* [TASK TO CARRY OUT]: Give the listing again character for character, but drop the images.
— BEGIN LISTED ENTRIES —
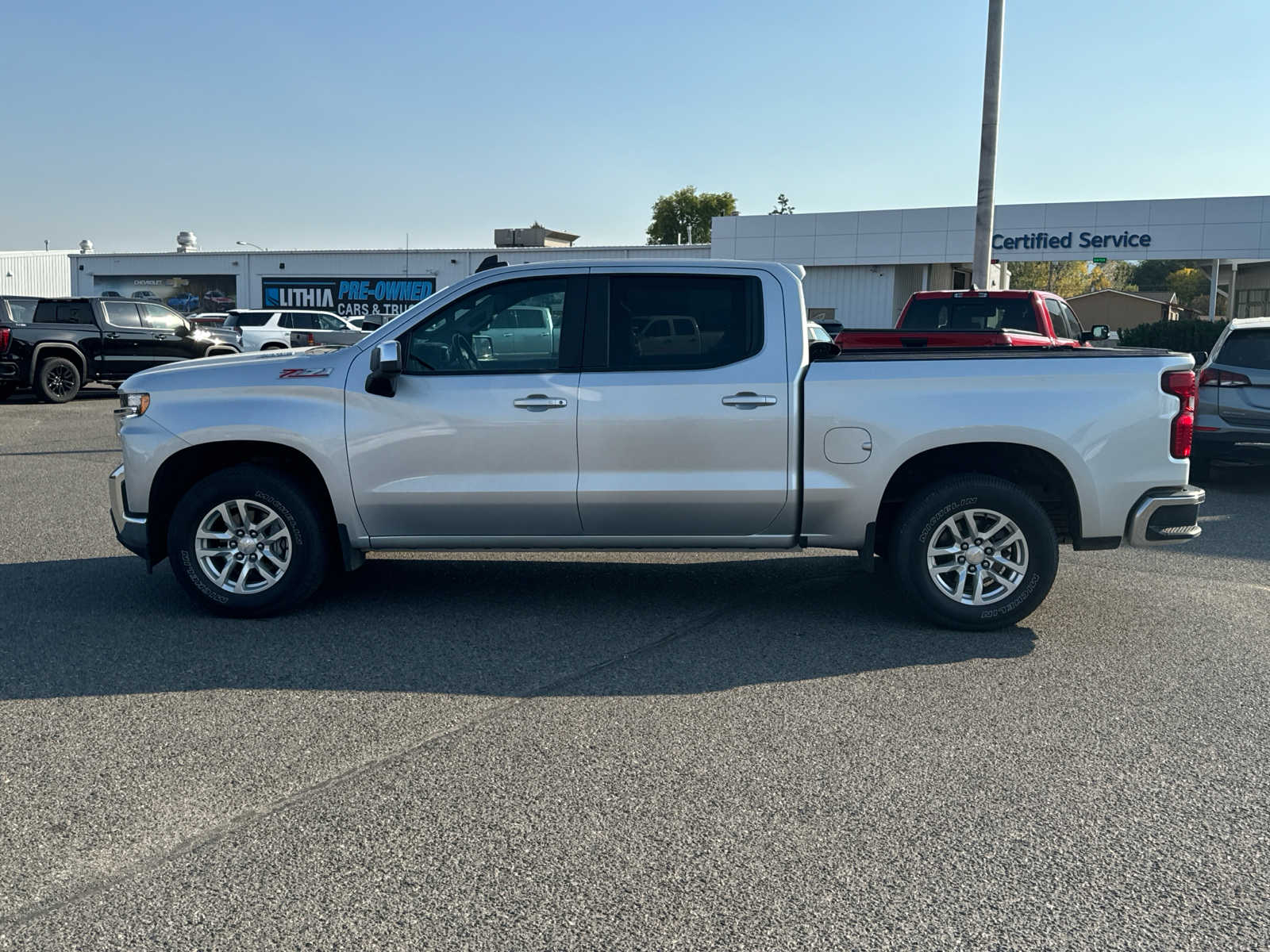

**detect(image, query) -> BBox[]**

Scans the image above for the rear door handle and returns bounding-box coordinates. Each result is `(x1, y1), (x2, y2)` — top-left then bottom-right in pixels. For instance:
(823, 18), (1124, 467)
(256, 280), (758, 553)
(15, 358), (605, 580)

(512, 393), (569, 413)
(722, 390), (776, 410)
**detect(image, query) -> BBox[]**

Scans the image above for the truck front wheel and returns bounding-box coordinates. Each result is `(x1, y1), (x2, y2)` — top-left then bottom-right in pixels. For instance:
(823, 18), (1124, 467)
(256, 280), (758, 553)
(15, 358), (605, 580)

(34, 357), (84, 404)
(167, 463), (328, 618)
(891, 476), (1058, 631)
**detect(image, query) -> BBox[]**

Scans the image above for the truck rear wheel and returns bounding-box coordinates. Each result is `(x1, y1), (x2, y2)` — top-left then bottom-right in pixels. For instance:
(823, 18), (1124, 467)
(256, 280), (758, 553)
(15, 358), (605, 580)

(167, 463), (328, 618)
(891, 476), (1058, 631)
(34, 357), (84, 404)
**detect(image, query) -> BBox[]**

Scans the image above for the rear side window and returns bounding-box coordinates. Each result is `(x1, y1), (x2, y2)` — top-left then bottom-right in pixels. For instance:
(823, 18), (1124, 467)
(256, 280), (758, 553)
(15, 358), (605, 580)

(102, 301), (141, 328)
(36, 301), (94, 324)
(1213, 328), (1270, 370)
(8, 297), (38, 324)
(903, 297), (1037, 332)
(225, 311), (273, 328)
(587, 274), (764, 370)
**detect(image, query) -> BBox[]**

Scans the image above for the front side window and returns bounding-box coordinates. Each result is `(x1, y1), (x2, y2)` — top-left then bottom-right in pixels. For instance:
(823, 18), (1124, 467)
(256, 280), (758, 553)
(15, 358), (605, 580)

(1058, 301), (1081, 340)
(597, 274), (764, 370)
(400, 277), (578, 374)
(137, 309), (186, 330)
(102, 301), (141, 328)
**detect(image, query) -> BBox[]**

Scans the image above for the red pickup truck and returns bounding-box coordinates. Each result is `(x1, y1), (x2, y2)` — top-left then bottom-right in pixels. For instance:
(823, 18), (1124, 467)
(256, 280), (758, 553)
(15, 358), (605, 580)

(833, 290), (1109, 351)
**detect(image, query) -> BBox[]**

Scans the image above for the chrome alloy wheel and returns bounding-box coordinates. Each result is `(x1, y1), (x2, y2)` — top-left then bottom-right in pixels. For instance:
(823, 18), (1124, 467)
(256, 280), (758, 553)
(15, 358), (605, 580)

(194, 499), (292, 595)
(926, 509), (1027, 605)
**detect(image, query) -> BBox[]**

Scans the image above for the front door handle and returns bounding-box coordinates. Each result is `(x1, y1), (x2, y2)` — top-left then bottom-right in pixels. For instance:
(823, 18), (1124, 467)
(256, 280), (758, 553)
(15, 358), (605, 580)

(722, 390), (776, 410)
(512, 393), (569, 413)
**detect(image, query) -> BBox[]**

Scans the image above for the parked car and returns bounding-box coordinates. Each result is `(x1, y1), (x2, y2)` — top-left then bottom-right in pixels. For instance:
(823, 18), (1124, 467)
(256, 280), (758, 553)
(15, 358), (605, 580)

(0, 297), (237, 404)
(833, 290), (1110, 351)
(202, 288), (233, 311)
(1192, 317), (1270, 478)
(225, 307), (362, 351)
(167, 290), (198, 313)
(110, 259), (1204, 630)
(186, 311), (229, 328)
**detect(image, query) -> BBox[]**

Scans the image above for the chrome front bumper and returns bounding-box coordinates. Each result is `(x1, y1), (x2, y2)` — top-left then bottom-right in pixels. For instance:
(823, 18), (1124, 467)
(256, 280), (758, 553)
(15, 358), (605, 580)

(1126, 486), (1205, 546)
(110, 466), (150, 561)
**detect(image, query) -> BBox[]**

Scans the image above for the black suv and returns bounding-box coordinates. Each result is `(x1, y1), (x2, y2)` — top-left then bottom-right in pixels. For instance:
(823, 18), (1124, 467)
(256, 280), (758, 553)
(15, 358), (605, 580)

(0, 297), (239, 404)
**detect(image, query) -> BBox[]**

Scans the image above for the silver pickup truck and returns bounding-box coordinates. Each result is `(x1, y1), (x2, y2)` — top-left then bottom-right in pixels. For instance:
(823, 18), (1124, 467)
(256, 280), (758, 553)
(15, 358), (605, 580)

(110, 260), (1204, 628)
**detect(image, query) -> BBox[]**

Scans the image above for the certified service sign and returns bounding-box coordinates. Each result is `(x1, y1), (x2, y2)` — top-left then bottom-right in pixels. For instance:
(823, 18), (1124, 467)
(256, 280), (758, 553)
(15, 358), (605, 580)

(260, 278), (437, 317)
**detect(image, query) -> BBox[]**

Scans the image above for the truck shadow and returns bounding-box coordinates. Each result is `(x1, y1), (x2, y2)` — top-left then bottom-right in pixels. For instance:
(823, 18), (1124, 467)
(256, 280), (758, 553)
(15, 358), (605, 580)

(0, 554), (1033, 700)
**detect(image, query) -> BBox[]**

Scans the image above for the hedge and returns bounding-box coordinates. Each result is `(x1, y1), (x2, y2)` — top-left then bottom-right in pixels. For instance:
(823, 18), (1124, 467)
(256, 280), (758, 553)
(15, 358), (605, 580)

(1120, 321), (1226, 354)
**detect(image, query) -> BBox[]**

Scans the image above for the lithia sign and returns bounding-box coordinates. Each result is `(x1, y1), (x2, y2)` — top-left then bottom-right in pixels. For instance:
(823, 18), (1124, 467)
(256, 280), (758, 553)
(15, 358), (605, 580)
— END LISTED ENTRIES —
* [FINISHED ANSWER]:
**detect(image, query) -> BBox[]**

Scans the image above for the rear door handle and returns bounding-box coordinates. Each result is `(x1, y1), (x2, y2)` — top-left then bottom-right in pixels. For instance:
(823, 18), (1124, 467)
(256, 280), (758, 553)
(15, 358), (605, 580)

(512, 393), (569, 413)
(722, 390), (776, 410)
**detect(image, query) -> BBox[]**

Scans the image above for the truck front wheel and returns bounding-box coordinates. Each result is `(x1, y1), (x2, y2)` — top-left then bottom-right in pixels. For instance:
(823, 18), (1124, 467)
(256, 280), (758, 553)
(15, 358), (605, 580)

(34, 357), (84, 404)
(167, 463), (328, 618)
(891, 476), (1058, 631)
**detect(image, query) -> BBox[]**

Scans the image above for the truck rear wheel and returns bounding-box coordinates. Each result is `(x1, y1), (x2, y2)` — top-left then bottom-right in pixels. For instance:
(823, 18), (1124, 467)
(256, 280), (758, 553)
(15, 358), (605, 580)

(167, 463), (328, 618)
(891, 476), (1058, 631)
(34, 357), (84, 404)
**detect(image, query) -> BBox[]**

Scans the image above for the rear side window and returns bounding-box coordinates. Each result is `(x1, y1), (x2, y2)` — top-left then bottom-right in pixels. For instance:
(823, 18), (1124, 467)
(256, 280), (758, 553)
(15, 358), (605, 580)

(102, 301), (141, 328)
(36, 301), (94, 324)
(1213, 328), (1270, 370)
(8, 297), (38, 324)
(903, 297), (1037, 332)
(225, 311), (273, 328)
(587, 274), (764, 370)
**detect(image, query) -> BBox[]**

Scans the image above for the front side window and returns bounding-box coordinates. Each result is `(x1, y1), (x2, y2)` — top-left then bottom-right in pixels. For instance:
(823, 18), (1124, 467)
(256, 280), (758, 553)
(15, 358), (605, 580)

(1058, 301), (1081, 340)
(597, 274), (764, 370)
(400, 277), (578, 374)
(137, 309), (186, 330)
(102, 301), (141, 328)
**detect(image, query) -> BBox[]**

Scans the image above for the red pickup truck and returns bounding-box coordinates. Each result is `(x1, y1), (x2, y2)` — top-left then bottom-right in pixels. For instance:
(823, 18), (1124, 467)
(256, 280), (758, 553)
(15, 358), (605, 580)

(833, 290), (1109, 351)
**detect(image, query) -> BBox[]**

Scans the image above for the chrome alloy wheel and returns bounding-box coordinates. Each result is `(x1, y1), (x2, y2)` — top-left then bottom-right in pixels. For instance:
(823, 18), (1124, 467)
(256, 280), (758, 553)
(15, 358), (605, 580)

(194, 499), (292, 595)
(926, 509), (1027, 605)
**detect(image, query) -> BBox[]**

Scans the image above for the front door handle and returns bounding-box coordinates. Each result is `(x1, y1), (x2, y2)` — top-left then bottom-right in pixels. For instance:
(823, 18), (1124, 467)
(256, 280), (758, 553)
(15, 358), (605, 580)

(722, 390), (776, 410)
(512, 393), (569, 413)
**detect(image, query) -> BBox[]**

Scans the image above for the parked car and returns bounding-box coordinates. Each result is `(x1, y1), (x2, y2)` — top-left then bottom-right in pixels. For instance:
(823, 18), (1124, 467)
(256, 280), (758, 553)
(15, 358), (605, 580)

(0, 297), (237, 404)
(833, 290), (1110, 351)
(202, 288), (233, 311)
(1192, 317), (1270, 478)
(225, 307), (362, 351)
(167, 290), (198, 313)
(110, 259), (1204, 630)
(186, 311), (229, 328)
**detect(image, query) -> BBox[]**

Scans the image above for the chrome front bumper and returns bounding-box coordinates. Each result is `(x1, y1), (x2, y2)` — top-left then bottom-right in pixels. For instance:
(823, 18), (1124, 467)
(256, 280), (758, 553)
(15, 358), (605, 580)

(1126, 486), (1205, 546)
(110, 466), (150, 561)
**detect(image, query) -> BBox[]**

Scans the image above for the black suv and returns bounding-box coordinates. Each result is `(x1, y1), (x2, y2)` — top-left then bottom-right in pixels. For instance:
(823, 18), (1124, 467)
(256, 280), (758, 553)
(15, 358), (605, 580)

(0, 297), (239, 404)
**detect(image, query) -> BBox[]**

Scans the image above for the silver pickup truck and returns bounding-box coordinates. Each result is `(x1, y1), (x2, y2)` — top-left then bottom-right in pixels. For instance:
(823, 18), (1124, 467)
(256, 280), (758, 553)
(15, 358), (605, 580)

(110, 260), (1204, 628)
**detect(image, query) -> BBox[]**

Scans the image above for the certified service sign and returns bounding-box coordinates. Each result is `(x1, y1), (x2, y2)` — top-left then bottom-right in pixels. For instance:
(823, 18), (1124, 467)
(256, 280), (758, 553)
(15, 358), (605, 580)

(260, 278), (437, 317)
**detect(image, query) -> BBox[]**

Scans the image above for the truck shadow and returns bounding-box coordinates. Each result is `(x1, y1), (x2, y2)` — top-left then bottom-right in pixels. For instance:
(823, 18), (1124, 467)
(256, 280), (758, 553)
(15, 358), (605, 580)

(0, 554), (1033, 700)
**detect(image, query) -> BBox[]**

Scans the image above for the hedge and returns bounding-box coordinates. Each result is `(x1, y1), (x2, y2)` — top-left then bottom-right in pixels. For instance:
(823, 18), (1124, 467)
(256, 280), (758, 553)
(15, 358), (605, 580)

(1120, 321), (1226, 354)
**detect(image, query) -> BBox[]**

Scans the image above for the lithia sign and returns bounding-box coordinates. Each result is `(x1, y1), (x2, y2)` — top-left then bottom-right in pixels. For instance:
(823, 18), (1124, 467)
(256, 280), (758, 553)
(15, 358), (605, 580)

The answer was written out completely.